Task goal –
No images, please. Copy each entry below exactly as it reads.
§ §
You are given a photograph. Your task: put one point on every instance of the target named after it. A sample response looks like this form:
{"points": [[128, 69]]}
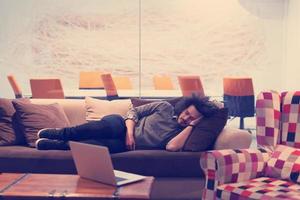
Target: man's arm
{"points": [[177, 143]]}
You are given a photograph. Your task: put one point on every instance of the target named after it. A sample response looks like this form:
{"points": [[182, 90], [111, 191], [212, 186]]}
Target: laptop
{"points": [[94, 162]]}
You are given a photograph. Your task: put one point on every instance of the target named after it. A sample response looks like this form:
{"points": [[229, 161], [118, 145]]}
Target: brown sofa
{"points": [[178, 174]]}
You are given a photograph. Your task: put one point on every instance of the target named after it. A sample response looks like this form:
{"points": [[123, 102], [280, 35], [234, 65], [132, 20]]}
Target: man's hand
{"points": [[130, 142], [195, 121]]}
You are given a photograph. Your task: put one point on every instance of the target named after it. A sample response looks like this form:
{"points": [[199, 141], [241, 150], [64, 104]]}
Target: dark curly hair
{"points": [[202, 104]]}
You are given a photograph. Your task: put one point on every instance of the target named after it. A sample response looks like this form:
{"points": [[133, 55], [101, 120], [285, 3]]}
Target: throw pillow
{"points": [[204, 135], [96, 108], [33, 117], [284, 163], [10, 133]]}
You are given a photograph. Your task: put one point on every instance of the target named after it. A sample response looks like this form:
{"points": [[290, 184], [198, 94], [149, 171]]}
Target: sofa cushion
{"points": [[33, 117], [96, 108], [284, 163], [74, 108], [10, 133], [204, 135], [259, 188]]}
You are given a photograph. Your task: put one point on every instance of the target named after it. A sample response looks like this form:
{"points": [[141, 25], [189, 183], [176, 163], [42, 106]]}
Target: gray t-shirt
{"points": [[156, 125]]}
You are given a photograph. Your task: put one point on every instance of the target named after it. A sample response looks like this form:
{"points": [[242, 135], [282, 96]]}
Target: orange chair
{"points": [[162, 82], [90, 80], [109, 86], [15, 86], [122, 82], [46, 88], [190, 85], [239, 97]]}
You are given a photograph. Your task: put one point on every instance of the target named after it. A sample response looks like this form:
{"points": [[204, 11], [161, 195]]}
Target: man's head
{"points": [[191, 108]]}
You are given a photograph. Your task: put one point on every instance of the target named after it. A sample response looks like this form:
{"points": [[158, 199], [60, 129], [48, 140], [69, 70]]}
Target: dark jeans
{"points": [[110, 131]]}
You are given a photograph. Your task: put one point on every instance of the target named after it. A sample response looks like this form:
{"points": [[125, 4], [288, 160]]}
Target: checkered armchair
{"points": [[272, 170]]}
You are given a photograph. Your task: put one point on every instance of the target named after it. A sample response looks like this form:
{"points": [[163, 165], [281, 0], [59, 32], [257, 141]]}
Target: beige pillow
{"points": [[96, 108]]}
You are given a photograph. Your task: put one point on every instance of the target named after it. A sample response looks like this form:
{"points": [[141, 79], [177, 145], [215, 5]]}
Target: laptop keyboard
{"points": [[120, 179]]}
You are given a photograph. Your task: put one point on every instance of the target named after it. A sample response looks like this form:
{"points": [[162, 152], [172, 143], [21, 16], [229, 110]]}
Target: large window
{"points": [[142, 38]]}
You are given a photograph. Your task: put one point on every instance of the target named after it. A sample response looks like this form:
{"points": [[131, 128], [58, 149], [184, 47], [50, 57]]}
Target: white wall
{"points": [[292, 60]]}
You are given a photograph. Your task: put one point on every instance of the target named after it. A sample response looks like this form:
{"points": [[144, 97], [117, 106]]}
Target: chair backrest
{"points": [[46, 88], [268, 119], [90, 80], [122, 82], [109, 86], [277, 119], [239, 96], [290, 119], [15, 86], [191, 85], [162, 82]]}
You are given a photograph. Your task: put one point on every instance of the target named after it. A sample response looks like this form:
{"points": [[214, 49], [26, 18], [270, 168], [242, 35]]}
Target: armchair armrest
{"points": [[233, 138], [229, 166]]}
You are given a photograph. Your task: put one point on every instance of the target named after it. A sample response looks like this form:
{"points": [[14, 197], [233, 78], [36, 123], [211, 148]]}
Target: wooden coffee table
{"points": [[67, 187]]}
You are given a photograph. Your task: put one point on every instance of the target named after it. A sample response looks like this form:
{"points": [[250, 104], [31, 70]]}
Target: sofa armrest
{"points": [[229, 166], [233, 138]]}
§ §
Answer box –
You are given a photograph. Your task: put one point on every instance of the target named after it. A sample response looks like this form:
{"points": [[128, 69]]}
Target: man's arm
{"points": [[177, 143]]}
You are given a photograph. Your task: put one point on every instance of the target named after it. A sample response looks like this form:
{"points": [[182, 90], [111, 191], [212, 186]]}
Target: laptop
{"points": [[94, 162]]}
You are given a photograph. Your task: put one point on every instance of the target named after it. A sample response looks like this form:
{"points": [[229, 161], [118, 145]]}
Target: brown sofa
{"points": [[178, 174]]}
You are given a photograph. Your task: put one point on every instance of the target named after it. A sample response looks like this form:
{"points": [[123, 102], [280, 35], [234, 65], [132, 20]]}
Target: man's hand
{"points": [[130, 142], [195, 121]]}
You are given a photograph. Your task: put one point on every instance of the target named after it. A sample response looks like this form:
{"points": [[199, 141], [241, 150], [64, 104]]}
Target: dark curly hair
{"points": [[202, 104]]}
You are given a photograph. Your task: put one point on every instance of the target named after it. A sample response looks like this form:
{"points": [[133, 55], [101, 120], [285, 3]]}
Target: throw pillow
{"points": [[204, 135], [96, 108], [33, 117], [284, 163], [10, 133]]}
You are given a photograph. Your task: put one point on every instance of the target named after it. A sample response looks like this form:
{"points": [[290, 184], [198, 94], [149, 171]]}
Target: sofa cushion
{"points": [[33, 117], [96, 108], [284, 163], [74, 108], [10, 133], [204, 135], [259, 188]]}
You are given a photograph. Your task: put one point on every instance of the target named after it. A sample response looks like this form:
{"points": [[141, 25], [189, 183], [176, 163], [42, 106]]}
Target: gray t-shirt
{"points": [[156, 125]]}
You are given a photograph. Your task: put one point on every instance of the target named after it. A sample response looks like this form:
{"points": [[242, 135], [282, 96]]}
Target: orange chair
{"points": [[162, 82], [90, 80], [109, 86], [15, 86], [122, 82], [46, 88], [190, 85], [239, 97]]}
You are given a photograph. Your task: put one point on every instance of the target named after it. A sample response looks like this form:
{"points": [[204, 11], [161, 195]]}
Target: man's head
{"points": [[191, 108]]}
You are given a photograph. Your task: put one point on every instance of the target named after it. A sample response looks like this form:
{"points": [[158, 199], [60, 129], [48, 140], [69, 70]]}
Target: dark jeans
{"points": [[110, 131]]}
You are given a photograph. Your task: put one point on every instance of the target named after it. A sample response looks like this form:
{"points": [[125, 4], [288, 160]]}
Target: checkered armchair
{"points": [[272, 170]]}
You are given a photograph. Your task: put one point on every instance of the target named after it. A sample response looks like this form:
{"points": [[163, 165], [281, 0], [59, 32], [257, 141]]}
Target: beige pillow
{"points": [[96, 108]]}
You are given a photograph. Your task: put one point on every instance of the target named after it. A sample response looks like this form:
{"points": [[141, 79], [177, 145], [215, 5]]}
Target: laptop keyboard
{"points": [[120, 179]]}
You are given a photograph. Your task: put one point on every instance of the target named after it. A sample response looks like this form:
{"points": [[162, 152], [172, 143], [21, 16], [229, 110]]}
Target: large window
{"points": [[142, 38]]}
You are given a photograph. Your task: put one point on every instance of the target named after it. A sample response looks like this form:
{"points": [[131, 128], [58, 149], [184, 47], [50, 57]]}
Target: white wall
{"points": [[292, 60]]}
You are given a photograph. Your task: put one point on every instance of the target named after it. A sample response looks like this form:
{"points": [[144, 97], [117, 106]]}
Target: chair backrest
{"points": [[46, 88], [268, 119], [90, 80], [122, 82], [109, 86], [277, 119], [239, 96], [290, 119], [15, 86], [191, 85], [162, 82]]}
You are given a photograph. Your task: put one point on every instance of the target named after it. A sample response looks like this form:
{"points": [[214, 49], [26, 18], [270, 168], [242, 35]]}
Target: armchair armrest
{"points": [[233, 138], [229, 166]]}
You are given a photograph. Your task: put one point on every instance of the target named after it. A sample response looks like this form:
{"points": [[14, 197], [233, 78], [36, 123], [211, 148]]}
Target: wooden coffee table
{"points": [[67, 187]]}
You are given a photograph. Your task: put one point on every instance of the target named after it. A sample response looks like this form:
{"points": [[250, 104], [31, 70]]}
Target: sofa armrest
{"points": [[229, 166], [233, 138]]}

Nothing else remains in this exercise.